> [QUOTED PASSAGE]
Deborah Orr writes:
The volume of the water overwhelms them. And I'm
overwhelmed by the volumes they speak.
Those little pumps, pa-tumping away,
absurd in the great, flat expanses of water. Then those vast
behemoth-pumps, driven in by the army – the state – on huge trucks. What more
is there to say?
Those small pumps, liberated from garages and
storerooms in response to the ceaseless rain, represent for me the inadequacy
of individual, private attempts to stem this winter's tide.
Sure, one admires
the testimony of doughty householders, who appear on television to explain that
they called and called the council to request sandbags, and eventually ordered
sand and bags themselves, in the hope of holding off the floods.
But one also
understands that small communities, however tough they are in spirit, cannot
battle alone against nature and its unpredictable vicissitudes. Everybody gets
that now, even the Tories.
This has been a significant winter for the people
who have suffered under its relentless storms, of course. But it has been
important for Britain and its future as well.
On Newsnight the other evening,
confronted by an audience of flood victims, Philip Hammond, the cabinet's God
of Defence, reiterated what many in his party have suddenly started to say.
Individuals have some responsibility for protecting themselves against floods.
Local councils have some responsibility for protecting their boroughs
against floods.
But infrastructural protection against floods is a huge job, a
national job, a job that the state has to oversee. There is no private-sector
solution here, not even in the spacious realm of neoliberal fantasy.

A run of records
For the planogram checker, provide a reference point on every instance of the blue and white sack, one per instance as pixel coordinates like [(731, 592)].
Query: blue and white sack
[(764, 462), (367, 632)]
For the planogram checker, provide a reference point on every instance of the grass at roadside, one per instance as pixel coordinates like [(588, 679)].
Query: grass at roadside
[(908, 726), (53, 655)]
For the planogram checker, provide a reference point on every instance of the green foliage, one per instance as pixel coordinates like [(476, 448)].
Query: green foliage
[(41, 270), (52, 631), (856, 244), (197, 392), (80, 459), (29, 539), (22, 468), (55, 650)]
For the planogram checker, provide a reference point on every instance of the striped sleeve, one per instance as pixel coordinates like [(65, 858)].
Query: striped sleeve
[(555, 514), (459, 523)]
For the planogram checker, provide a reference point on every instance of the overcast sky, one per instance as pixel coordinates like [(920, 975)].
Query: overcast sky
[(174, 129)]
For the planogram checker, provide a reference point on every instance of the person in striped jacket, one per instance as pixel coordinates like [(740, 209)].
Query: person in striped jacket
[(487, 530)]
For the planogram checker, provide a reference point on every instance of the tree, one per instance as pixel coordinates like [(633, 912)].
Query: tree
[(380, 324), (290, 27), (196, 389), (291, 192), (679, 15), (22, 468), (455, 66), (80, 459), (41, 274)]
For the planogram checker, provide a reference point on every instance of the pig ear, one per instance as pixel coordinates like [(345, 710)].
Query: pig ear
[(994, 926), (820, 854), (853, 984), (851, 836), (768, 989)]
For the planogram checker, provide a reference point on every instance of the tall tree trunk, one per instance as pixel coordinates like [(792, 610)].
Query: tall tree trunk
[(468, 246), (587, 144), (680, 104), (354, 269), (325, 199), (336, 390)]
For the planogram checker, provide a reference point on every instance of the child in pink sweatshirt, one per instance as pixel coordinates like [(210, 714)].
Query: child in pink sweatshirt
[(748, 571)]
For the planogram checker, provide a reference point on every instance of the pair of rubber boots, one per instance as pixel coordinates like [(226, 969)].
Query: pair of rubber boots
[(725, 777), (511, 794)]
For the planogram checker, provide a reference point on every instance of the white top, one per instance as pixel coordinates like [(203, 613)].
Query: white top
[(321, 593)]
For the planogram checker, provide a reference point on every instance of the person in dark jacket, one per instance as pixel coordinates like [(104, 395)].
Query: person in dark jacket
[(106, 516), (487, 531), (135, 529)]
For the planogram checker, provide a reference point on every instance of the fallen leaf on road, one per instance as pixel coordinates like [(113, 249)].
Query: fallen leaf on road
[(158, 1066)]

> [WHAT YOU NEED TO DO]
1. Summarize the flood piece in two sentences.
2. Reproduce word for word the stretch of the flood piece from "Individuals have some" through "of neoliberal fantasy.".

> [TASK-BY-TASK OUTPUTS]
1. The small pumps and homemade sandbag efforts of householders show that individual, private attempts are inadequate against this winter's floods, and small communities cannot battle nature alone. Infrastructural flood protection is a huge national job that the state has to oversee, and there is no private-sector solution.

2.
Individuals have some responsibility for protecting themselves against floods.
Local councils have some responsibility for protecting their boroughs
against floods.
But infrastructural protection against floods is a huge job, a
national job, a job that the state has to oversee. There is no private-sector
solution here, not even in the spacious realm of neoliberal fantasy.